** Forenauszug **
•••

Oder was....?? Und dann sollte ich z.t. leerzeichen sehen..?


----------



## faetzminator (16. Aug 2012)

Debugger oder Konsolenausgaben wären eine Idee, gerade wenn man noch die Keys der Map (sortiert) ausgibt. Dann kann man sich mit eigenen Augen davon überzeugen, dass die HashMap nicht lügt


----------



## nillehammer (16. Aug 2012)

Fragen wir mal anders: Welcher Teil Deines Codes (bitte ggf. posten) bringt Dich denn zu der Annahme, dass die HashMap gleiche Keys nicht erkennt?

Falls Du damit die Möglichkeit mehrfacher puts mit selbem Key meinst, ist das *kein* Indiz. Es wird dabei nämlich nur der Value des Mappings ersetzt. Auch der Aufruf von get, der null zurück gibt ist kein valider Beweis, wenn die Map null als Values zulässt.

Der einzig richtige Weg, fest zu stellen, ob ein Key in einer Map bereits vorhanden ist, ist der Aufruf von containsKey(...). Und ich bin ziemlich sicher, dass dieser bei gleichen Keys ein true zurück gibt.

•••

** Angezeigte Daten **
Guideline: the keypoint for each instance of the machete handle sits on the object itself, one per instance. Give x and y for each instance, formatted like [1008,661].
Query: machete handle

•••

** Aufgaben **
[1] Welche Methoden der Map werden im Forenauszug namentlich genannt?
[2] Schreibe den Forenauszug zur HashMap nach dem letzten Beitrag weiter.
Die Zeilen sind eigenständiges Material und gehören nicht zum Forenauszug.

** Lösungen **
[1] put (als „puts“), get, containsKey(...)

[2]
----------



## Spacerat (16. Aug 2012)

Verwendest du etwa IdentityHashMap? Dann wär's kein Wunder, weil die vergleicht ausschliesslich mit "==". Im übrigen trägt diese Map deswegen den Namen "Hash" völlig zu unrecht würd' ich sagen.


----------



## engeliii23 (16. Aug 2012)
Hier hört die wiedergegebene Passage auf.